# Supplied entries:
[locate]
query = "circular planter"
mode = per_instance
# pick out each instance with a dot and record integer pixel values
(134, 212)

# Task description:
Output the material above exactly. Omit nothing.

# Answer to the exercise:
[locate]
query = "circular planter"
mode = per_instance
# pick out each instance with a dot and record integer pixel values
(134, 212)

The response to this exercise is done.